§ PROBLEM REQUIREMENTS
Below are the records. Retype exactly the lines between the lines holding "Please place a point on the small potted" and "Target: white wall", inclusive.

[Stored data entries]
- - -

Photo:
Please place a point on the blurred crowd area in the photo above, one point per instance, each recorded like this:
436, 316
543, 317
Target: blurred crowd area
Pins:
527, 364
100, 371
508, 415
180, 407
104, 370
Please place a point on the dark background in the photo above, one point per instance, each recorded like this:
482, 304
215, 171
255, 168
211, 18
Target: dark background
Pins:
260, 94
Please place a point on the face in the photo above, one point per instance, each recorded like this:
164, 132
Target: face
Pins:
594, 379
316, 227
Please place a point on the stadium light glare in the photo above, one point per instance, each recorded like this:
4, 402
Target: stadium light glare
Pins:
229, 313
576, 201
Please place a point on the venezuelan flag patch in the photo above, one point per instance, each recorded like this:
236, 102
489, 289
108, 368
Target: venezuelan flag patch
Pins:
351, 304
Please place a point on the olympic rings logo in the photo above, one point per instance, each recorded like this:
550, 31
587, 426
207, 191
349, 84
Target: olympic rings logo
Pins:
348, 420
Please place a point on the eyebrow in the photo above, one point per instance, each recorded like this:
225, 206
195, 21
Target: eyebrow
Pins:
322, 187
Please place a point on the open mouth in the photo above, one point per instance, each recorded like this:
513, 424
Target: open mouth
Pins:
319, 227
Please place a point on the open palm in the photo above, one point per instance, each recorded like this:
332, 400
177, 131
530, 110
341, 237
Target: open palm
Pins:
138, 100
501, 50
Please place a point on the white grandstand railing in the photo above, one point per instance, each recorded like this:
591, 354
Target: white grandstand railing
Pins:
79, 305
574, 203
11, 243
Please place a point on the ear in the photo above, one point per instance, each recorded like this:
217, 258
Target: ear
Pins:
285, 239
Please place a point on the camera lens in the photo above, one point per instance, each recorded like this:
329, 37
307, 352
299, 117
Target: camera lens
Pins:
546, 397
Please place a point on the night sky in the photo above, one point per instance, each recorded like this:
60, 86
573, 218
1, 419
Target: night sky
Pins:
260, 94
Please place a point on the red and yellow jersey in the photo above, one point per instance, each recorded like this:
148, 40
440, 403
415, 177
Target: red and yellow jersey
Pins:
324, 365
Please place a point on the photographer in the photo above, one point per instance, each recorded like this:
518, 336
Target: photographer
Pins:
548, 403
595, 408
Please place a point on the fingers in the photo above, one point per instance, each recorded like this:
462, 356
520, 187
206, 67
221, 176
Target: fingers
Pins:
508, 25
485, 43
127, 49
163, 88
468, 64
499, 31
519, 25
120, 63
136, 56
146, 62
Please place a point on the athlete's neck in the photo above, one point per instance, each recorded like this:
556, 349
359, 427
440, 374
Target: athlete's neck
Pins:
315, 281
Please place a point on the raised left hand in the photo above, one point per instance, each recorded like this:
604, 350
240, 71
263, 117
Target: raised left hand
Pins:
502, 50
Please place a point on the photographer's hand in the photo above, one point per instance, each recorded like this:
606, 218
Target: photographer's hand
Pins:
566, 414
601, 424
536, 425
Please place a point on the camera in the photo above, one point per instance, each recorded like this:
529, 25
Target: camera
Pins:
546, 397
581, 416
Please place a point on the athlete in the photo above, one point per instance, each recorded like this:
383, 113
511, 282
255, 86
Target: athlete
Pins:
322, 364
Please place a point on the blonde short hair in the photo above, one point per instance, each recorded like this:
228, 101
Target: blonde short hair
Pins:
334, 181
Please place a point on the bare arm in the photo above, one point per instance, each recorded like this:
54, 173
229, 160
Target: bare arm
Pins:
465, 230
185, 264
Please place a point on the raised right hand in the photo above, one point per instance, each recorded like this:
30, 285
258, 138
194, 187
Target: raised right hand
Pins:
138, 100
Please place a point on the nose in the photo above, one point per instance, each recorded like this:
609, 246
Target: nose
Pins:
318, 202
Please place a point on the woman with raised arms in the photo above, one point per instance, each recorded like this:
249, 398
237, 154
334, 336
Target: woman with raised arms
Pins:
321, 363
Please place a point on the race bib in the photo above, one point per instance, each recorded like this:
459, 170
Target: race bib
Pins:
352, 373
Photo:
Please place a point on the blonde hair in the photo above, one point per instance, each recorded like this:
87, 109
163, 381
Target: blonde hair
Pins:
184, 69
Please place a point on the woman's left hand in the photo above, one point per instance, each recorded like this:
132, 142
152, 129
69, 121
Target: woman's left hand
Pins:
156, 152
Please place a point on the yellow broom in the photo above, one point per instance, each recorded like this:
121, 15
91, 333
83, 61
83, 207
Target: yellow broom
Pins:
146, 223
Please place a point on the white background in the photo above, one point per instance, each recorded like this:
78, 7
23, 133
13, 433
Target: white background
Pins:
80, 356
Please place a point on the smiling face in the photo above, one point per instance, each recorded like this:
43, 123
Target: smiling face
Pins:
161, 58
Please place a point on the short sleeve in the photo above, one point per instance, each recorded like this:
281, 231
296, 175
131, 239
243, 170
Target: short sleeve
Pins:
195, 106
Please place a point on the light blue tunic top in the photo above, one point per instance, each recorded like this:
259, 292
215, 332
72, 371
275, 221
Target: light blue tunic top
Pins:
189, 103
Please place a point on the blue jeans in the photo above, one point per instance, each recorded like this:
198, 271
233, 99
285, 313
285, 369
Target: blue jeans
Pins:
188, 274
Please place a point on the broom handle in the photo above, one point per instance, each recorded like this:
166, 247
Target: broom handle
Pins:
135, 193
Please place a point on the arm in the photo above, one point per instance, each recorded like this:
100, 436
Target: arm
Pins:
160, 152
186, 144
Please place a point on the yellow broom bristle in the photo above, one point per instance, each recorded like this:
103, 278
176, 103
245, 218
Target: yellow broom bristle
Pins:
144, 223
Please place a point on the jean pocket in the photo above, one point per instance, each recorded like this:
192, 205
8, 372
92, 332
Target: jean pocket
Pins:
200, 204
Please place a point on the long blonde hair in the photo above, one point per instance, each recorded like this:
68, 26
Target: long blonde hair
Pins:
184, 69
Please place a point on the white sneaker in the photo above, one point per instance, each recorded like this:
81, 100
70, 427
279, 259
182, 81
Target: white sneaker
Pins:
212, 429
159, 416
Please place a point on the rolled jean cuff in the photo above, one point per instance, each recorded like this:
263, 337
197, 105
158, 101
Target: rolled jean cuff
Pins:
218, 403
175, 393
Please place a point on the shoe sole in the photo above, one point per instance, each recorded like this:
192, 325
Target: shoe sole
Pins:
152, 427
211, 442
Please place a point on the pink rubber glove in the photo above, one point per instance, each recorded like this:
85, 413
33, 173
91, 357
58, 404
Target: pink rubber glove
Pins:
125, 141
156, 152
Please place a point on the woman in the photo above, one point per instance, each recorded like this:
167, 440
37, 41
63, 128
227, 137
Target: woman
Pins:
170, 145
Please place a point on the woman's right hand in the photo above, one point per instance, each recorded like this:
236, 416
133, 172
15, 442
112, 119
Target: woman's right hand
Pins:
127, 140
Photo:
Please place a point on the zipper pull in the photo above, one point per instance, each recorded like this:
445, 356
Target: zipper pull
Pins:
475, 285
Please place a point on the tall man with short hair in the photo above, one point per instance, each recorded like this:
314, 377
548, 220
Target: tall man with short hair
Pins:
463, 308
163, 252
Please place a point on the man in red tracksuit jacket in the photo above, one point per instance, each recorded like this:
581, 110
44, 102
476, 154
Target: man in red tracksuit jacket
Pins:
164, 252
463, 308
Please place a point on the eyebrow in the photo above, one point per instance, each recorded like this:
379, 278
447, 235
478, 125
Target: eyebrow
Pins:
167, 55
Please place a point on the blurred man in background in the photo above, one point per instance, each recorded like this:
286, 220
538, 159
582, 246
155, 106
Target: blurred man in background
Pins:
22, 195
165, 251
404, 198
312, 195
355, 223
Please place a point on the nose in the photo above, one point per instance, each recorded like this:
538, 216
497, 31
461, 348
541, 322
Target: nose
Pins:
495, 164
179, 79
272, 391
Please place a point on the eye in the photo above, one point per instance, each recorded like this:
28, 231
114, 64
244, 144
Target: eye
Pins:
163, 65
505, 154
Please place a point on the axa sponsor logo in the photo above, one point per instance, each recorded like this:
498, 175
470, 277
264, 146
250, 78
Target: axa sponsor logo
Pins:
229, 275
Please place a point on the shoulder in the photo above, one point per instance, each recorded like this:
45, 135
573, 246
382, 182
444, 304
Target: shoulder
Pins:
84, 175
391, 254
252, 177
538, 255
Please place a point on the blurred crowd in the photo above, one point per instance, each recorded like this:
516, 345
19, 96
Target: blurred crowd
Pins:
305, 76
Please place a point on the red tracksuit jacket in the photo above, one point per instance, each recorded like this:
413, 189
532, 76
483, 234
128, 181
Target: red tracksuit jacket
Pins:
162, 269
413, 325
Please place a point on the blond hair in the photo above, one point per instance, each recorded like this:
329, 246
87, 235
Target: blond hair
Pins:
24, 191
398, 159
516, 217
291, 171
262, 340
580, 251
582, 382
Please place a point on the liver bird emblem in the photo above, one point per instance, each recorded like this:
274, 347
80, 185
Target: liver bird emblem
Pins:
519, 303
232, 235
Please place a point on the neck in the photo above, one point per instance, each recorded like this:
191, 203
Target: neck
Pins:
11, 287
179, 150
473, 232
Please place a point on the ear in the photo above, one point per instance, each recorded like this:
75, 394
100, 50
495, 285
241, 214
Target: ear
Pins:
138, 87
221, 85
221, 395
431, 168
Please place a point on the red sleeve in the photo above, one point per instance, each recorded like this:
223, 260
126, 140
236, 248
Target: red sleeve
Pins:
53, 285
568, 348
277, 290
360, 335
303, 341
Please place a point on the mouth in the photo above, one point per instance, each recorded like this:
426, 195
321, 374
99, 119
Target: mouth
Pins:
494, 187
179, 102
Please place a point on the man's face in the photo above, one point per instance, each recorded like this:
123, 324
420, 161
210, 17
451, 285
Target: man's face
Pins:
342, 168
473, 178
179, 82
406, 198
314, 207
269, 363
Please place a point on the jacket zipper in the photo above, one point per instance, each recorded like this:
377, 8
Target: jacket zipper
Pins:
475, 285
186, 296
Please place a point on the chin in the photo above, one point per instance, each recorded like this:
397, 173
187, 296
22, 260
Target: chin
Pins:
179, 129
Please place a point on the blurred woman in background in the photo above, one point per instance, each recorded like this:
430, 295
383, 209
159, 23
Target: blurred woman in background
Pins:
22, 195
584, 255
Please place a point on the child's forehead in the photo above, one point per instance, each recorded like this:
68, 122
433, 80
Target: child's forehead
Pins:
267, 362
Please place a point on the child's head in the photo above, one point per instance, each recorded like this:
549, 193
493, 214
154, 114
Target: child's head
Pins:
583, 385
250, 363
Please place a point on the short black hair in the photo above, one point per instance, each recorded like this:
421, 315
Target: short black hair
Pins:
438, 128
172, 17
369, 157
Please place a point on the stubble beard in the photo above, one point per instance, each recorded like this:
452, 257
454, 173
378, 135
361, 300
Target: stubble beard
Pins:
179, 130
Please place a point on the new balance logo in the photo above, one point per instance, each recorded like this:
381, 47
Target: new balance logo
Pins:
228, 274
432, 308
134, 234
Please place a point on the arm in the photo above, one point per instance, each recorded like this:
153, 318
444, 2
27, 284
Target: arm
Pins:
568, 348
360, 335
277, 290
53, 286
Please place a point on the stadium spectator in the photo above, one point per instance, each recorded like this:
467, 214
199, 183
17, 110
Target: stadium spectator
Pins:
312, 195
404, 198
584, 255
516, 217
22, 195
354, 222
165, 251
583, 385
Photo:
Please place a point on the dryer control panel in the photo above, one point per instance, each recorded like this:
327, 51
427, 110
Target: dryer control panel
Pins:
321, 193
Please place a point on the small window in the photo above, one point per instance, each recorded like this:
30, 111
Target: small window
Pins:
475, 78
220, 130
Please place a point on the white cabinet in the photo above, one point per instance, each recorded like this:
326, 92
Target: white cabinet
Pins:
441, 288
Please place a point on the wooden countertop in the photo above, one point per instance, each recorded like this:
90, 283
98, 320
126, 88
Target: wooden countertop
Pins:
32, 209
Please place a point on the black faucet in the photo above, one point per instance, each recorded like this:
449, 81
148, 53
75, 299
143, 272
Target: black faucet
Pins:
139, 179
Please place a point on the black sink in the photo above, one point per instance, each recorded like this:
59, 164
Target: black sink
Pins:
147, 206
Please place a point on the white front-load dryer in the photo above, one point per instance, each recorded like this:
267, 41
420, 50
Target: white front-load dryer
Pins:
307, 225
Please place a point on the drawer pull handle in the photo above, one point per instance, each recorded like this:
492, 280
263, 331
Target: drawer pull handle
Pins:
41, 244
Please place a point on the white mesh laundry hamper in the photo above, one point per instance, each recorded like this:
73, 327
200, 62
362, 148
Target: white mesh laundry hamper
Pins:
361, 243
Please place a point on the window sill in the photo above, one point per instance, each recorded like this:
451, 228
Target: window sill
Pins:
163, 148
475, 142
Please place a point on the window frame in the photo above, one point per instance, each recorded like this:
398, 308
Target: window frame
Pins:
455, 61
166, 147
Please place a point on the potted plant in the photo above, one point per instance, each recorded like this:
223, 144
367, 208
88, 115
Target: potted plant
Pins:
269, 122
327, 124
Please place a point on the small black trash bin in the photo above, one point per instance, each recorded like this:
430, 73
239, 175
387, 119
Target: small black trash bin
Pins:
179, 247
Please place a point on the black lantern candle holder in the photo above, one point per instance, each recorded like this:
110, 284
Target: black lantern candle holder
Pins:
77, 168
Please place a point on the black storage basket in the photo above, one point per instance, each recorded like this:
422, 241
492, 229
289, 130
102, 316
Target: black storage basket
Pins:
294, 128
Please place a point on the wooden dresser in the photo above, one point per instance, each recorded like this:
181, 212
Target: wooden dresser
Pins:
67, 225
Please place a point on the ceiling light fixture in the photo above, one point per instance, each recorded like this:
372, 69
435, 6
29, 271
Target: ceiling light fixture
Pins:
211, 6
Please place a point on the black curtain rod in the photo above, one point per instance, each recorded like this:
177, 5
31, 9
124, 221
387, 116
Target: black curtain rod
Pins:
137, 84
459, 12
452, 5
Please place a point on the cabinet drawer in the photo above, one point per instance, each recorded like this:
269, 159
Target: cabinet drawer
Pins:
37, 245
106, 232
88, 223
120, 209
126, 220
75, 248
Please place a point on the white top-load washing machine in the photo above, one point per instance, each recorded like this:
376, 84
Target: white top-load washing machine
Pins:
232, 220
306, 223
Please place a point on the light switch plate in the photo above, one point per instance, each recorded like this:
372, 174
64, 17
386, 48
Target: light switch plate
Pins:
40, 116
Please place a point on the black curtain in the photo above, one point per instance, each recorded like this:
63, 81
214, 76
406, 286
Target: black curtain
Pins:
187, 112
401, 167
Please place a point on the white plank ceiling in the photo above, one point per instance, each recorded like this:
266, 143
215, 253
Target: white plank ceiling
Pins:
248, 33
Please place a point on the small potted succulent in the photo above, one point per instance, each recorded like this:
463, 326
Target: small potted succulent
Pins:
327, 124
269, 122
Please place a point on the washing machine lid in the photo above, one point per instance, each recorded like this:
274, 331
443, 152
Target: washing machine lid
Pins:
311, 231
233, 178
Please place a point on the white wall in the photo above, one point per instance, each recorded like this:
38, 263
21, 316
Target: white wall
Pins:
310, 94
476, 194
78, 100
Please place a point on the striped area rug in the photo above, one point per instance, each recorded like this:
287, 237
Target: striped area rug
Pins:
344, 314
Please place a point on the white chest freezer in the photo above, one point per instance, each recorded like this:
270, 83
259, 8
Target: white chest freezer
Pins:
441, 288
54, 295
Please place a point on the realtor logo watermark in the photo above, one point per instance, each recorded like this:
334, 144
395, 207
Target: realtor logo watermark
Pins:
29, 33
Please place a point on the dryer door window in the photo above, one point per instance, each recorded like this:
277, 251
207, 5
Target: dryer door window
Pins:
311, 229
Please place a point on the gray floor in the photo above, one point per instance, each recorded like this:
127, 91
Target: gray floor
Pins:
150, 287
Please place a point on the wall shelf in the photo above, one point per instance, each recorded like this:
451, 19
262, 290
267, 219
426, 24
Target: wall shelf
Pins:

- - -

§ ANSWER TO THIS PROBLEM
Please place a point on the small potted succulent in the photo above, one point per instance, each recorded like this:
463, 326
Target: small potted succulent
Pins:
327, 124
269, 122
Please place a point on the washing machine lid in the photo above, one point per instance, each recorded like this:
274, 331
443, 152
Target: washing machine lid
Pins:
311, 231
233, 178
Please place a point on the white wall in the photo above, one point per instance, each recorded like this:
38, 263
21, 316
Target: white wall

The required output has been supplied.